**GIVEN INSTRUCTION 1**
Extract the lines of the records from their first line through the line containing "19), (229, 0)]", inclusive, and reproduce them character for character.

**SELECTED EXTRACT**
(begin)

Table of Contents
Introduction
Kubernetes is an open-source container orchestration system that allows you to get the most out of your machine. Using Kubernetes, however, raises the problem of managing pod access to various Amazon Web Services (AWS). This article covers how to overcome these problems by using specific tools. Here’s how we’ve organized the information:
- Why managing access can be a problem
- Managing access through Kube2iam
- Managing access through KIAM
- IAM Roles for Service Accounts (IRSA)
Why is Managing Access to AWS Services a Problem?
Imagine this: A Kubernetes node is hosting an application pod that needs access to AWS DynamoDB tables. Meanwhile, another pod on the same node needs access to an AWS S3 bucket. For both applications to work properly, the Kubernetes worker node must access both the DynamoDB tables and the S3 bucket at the same time.

(end)

**SUPPLIED ENTRIES**
(begin)

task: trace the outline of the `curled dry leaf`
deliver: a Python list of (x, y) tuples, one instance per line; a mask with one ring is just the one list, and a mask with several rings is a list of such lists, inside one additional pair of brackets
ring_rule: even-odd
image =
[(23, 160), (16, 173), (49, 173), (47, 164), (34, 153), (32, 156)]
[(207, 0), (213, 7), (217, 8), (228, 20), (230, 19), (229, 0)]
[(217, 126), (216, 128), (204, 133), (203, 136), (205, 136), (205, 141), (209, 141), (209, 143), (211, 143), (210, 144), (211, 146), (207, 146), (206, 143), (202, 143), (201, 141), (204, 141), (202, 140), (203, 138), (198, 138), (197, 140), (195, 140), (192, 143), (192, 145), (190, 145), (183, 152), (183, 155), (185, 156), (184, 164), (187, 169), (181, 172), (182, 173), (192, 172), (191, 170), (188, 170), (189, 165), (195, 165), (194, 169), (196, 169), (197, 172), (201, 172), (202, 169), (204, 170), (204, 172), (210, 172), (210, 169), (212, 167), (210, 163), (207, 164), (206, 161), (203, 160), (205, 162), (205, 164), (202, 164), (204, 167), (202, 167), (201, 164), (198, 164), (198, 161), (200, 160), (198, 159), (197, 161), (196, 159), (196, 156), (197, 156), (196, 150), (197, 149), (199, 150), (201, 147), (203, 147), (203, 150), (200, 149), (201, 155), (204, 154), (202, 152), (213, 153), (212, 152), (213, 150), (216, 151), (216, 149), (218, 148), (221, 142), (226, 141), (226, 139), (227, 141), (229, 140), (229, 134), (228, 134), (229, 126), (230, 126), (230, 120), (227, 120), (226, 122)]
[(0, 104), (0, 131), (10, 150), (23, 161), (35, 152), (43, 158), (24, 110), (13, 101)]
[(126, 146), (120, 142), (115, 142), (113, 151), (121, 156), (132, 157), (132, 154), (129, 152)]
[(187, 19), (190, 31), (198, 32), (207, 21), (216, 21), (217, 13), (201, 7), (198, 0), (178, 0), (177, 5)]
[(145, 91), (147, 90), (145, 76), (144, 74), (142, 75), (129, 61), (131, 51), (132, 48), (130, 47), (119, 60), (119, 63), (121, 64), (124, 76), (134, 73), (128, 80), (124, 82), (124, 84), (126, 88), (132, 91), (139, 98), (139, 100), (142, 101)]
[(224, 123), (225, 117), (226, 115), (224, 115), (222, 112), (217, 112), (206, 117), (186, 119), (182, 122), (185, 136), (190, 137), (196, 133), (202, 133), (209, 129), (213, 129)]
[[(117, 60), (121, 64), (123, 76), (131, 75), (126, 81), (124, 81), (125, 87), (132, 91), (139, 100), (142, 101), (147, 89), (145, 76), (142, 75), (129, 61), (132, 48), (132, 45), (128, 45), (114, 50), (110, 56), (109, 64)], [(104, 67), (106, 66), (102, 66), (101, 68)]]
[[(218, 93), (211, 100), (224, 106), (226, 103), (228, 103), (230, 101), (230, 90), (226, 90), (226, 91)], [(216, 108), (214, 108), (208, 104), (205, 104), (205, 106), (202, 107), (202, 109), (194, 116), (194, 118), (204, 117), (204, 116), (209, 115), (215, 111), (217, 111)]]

(end)

**GIVEN INSTRUCTION 2**
In the article on managing Kubernetes pod access to AWS, what must the worker node access at the same time for both applications to work properly?

**WRITTEN SOLUTION 1**
task: trace the outline of the `curled dry leaf`
deliver: a Python list of (x, y) tuples, one instance per line; a mask with one ring is just the one list, and a mask with several rings is a list of such lists, inside one additional pair of brackets
ring_rule: even-odd
image =
[(23, 160), (16, 173), (49, 173), (47, 164), (34, 153), (32, 156)]
[(207, 0), (213, 7), (217, 8), (228, 20), (230, 19), (229, 0)]

**WRITTEN SOLUTION 2**
The DynamoDB tables and the S3 bucket.